:: Task instructions ::
1. Echo the part of the TV film entry starting at "Original release" and ending at "Wheel of Adventure.", word for word.
2. Pick up the TV film entry on The Saint: The Big Bang from its last sentence and carry it on.

:: Text segment ::
-=-=-
- Based on: character created by Leslie Charteris
- Written by: Leslie Charteris
- Directed by: Paolo Barzman
- Starring: Simon Dutton Morgan Brittany Jerry Di Giacomo
- Country of origin: Australia
- Original language: English

Production
- Producer: Muir Sutherland
- Running time: 100 minutes
- Production company: Taffner Ramsay-Templar Productions

Original release
- Network: Seven Network
- Release: 1990

= The Saint: The Big Bang =

The Saint: The Big Bang is a 1990 TV film featuring Simon Dutton as Simon Templar, the crimefighter also known as The Saint. It was one of a series of Saint films produced in Australia and broadcast as part of the syndicated series Mystery Wheel of Adventure.

==Plot==
The Saint teams up with a newspaper woman to explore the deaths surrounding a corporate takeover.
-=-=-
Items stored in a collection
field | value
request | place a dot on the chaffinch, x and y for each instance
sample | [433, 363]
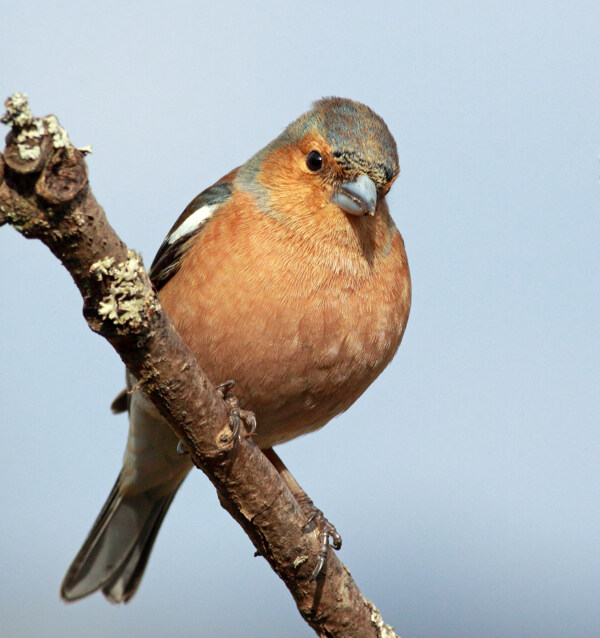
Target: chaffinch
[289, 276]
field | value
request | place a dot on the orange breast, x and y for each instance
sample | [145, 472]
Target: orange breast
[302, 319]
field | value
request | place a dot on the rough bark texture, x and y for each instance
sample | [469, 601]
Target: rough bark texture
[44, 194]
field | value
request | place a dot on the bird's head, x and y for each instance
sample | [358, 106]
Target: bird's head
[338, 156]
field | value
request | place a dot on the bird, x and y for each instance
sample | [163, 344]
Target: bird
[288, 276]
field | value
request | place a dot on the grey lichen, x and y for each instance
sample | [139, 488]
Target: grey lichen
[18, 114]
[127, 301]
[383, 630]
[29, 130]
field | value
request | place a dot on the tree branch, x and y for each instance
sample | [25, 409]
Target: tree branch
[44, 194]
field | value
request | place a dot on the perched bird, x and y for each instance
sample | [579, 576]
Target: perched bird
[288, 276]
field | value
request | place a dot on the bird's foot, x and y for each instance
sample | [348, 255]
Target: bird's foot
[326, 531]
[237, 416]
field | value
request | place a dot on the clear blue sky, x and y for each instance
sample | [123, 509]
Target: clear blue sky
[465, 482]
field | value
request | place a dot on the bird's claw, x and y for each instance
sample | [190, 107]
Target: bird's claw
[326, 531]
[236, 414]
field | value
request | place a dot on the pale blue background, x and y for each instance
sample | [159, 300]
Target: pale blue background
[465, 482]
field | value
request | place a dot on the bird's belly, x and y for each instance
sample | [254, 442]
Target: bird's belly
[304, 363]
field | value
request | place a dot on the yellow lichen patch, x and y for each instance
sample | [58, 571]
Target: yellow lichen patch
[128, 300]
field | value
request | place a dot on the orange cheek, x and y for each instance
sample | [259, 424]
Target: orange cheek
[293, 189]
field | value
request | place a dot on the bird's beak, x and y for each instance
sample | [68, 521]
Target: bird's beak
[358, 197]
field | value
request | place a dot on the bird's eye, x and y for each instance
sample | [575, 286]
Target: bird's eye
[314, 161]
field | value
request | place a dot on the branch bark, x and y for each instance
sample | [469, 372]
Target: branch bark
[44, 194]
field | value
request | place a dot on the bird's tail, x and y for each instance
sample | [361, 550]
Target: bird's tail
[116, 551]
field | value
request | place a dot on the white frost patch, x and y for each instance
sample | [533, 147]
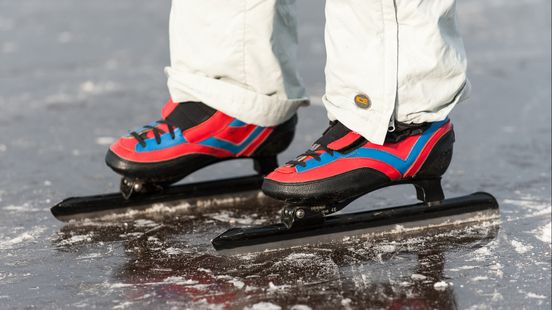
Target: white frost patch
[179, 281]
[144, 223]
[462, 268]
[275, 288]
[520, 247]
[418, 277]
[237, 283]
[300, 307]
[538, 207]
[123, 305]
[23, 208]
[535, 296]
[105, 140]
[227, 217]
[481, 254]
[174, 251]
[91, 255]
[89, 87]
[543, 233]
[22, 238]
[77, 239]
[263, 306]
[346, 302]
[440, 286]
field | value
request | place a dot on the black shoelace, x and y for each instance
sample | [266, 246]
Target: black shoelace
[300, 160]
[141, 137]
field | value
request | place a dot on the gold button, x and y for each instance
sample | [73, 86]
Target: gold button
[362, 101]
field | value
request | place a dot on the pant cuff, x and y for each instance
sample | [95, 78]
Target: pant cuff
[246, 105]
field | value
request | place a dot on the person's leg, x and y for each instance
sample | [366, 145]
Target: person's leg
[238, 57]
[234, 93]
[395, 69]
[405, 56]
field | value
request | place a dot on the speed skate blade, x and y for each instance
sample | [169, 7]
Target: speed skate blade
[477, 207]
[225, 191]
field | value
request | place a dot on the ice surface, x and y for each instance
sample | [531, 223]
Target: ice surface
[76, 77]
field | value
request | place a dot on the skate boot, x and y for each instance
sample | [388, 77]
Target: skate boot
[190, 136]
[342, 165]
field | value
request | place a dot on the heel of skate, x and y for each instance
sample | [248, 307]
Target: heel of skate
[265, 165]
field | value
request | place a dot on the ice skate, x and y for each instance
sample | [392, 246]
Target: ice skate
[190, 136]
[343, 166]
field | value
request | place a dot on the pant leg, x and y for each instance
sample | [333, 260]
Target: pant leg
[405, 56]
[236, 56]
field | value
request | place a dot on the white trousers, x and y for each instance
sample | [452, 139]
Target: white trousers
[387, 60]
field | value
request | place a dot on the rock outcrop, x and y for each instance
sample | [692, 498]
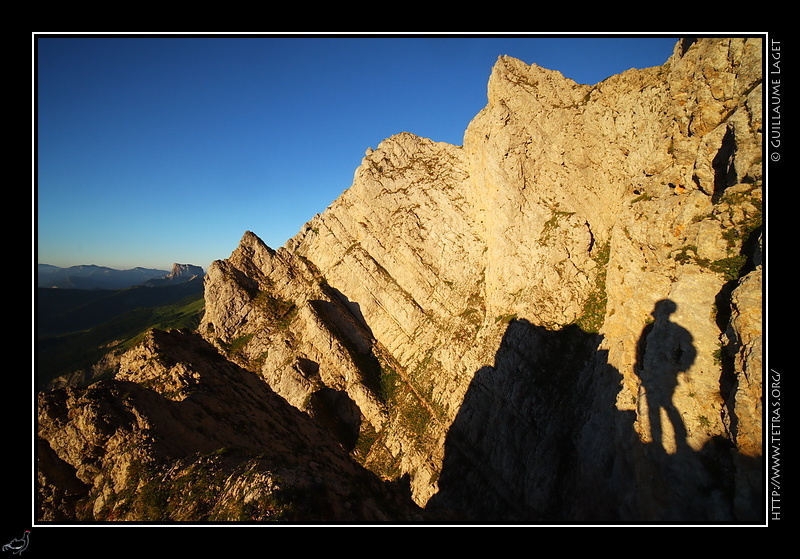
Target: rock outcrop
[559, 320]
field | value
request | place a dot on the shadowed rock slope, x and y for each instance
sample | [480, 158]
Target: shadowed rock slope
[559, 321]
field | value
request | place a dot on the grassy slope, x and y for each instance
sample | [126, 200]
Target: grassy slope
[75, 330]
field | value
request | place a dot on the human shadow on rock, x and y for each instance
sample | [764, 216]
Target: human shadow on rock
[540, 439]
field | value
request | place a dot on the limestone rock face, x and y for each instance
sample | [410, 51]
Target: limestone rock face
[559, 320]
[182, 434]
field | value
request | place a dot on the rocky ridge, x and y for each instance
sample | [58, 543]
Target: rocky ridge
[531, 327]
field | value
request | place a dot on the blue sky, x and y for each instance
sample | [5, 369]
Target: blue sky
[154, 150]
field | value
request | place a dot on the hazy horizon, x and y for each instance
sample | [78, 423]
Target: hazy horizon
[155, 150]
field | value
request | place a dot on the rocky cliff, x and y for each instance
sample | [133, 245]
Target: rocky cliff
[558, 321]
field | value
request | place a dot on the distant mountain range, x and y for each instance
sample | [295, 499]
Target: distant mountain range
[101, 277]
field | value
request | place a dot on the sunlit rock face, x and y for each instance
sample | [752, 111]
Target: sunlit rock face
[559, 320]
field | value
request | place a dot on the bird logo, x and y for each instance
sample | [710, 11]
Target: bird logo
[18, 545]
-=-=-
:: Responses per task ::
1.
Original release
- Network: Seven Network
- Release: 1990

= The Saint: The Big Bang =

The Saint: The Big Bang is a 1990 TV film featuring Simon Dutton as Simon Templar, the crimefighter also known as The Saint. It was one of a series of Saint films produced in Australia and broadcast as part of the syndicated series Mystery Wheel of Adventure.

2.
==Cast==
- Simon Dutton as Simon Templar
- Morgan Brittany as Verity Chase
- Jerry Di Giacomo as Robert Demoyne
- Jean-Claude Dauphin as Rémy Blancpain

==Production==
This movie was one of six 100-minute TV films, all starring Simon Dutton made for London Weekend Television (LWT) in the United Kingdom, it was postponed due to poor ratings, but went out as part of The Mystery Wheel of Adventure in the United States:
  - The Saint: The Brazilian Connection (2 September 1989)
  - The Saint: The Blue Dulac (9 September 1989)
  - The Saint: The Software Murders (4 August 1990)
  - The Saint in Australia (14 July 1990)
  - The Saint: Wrong Number (21 July 1990)

===Broadcast===
The film was broadcast on 28 July 1990.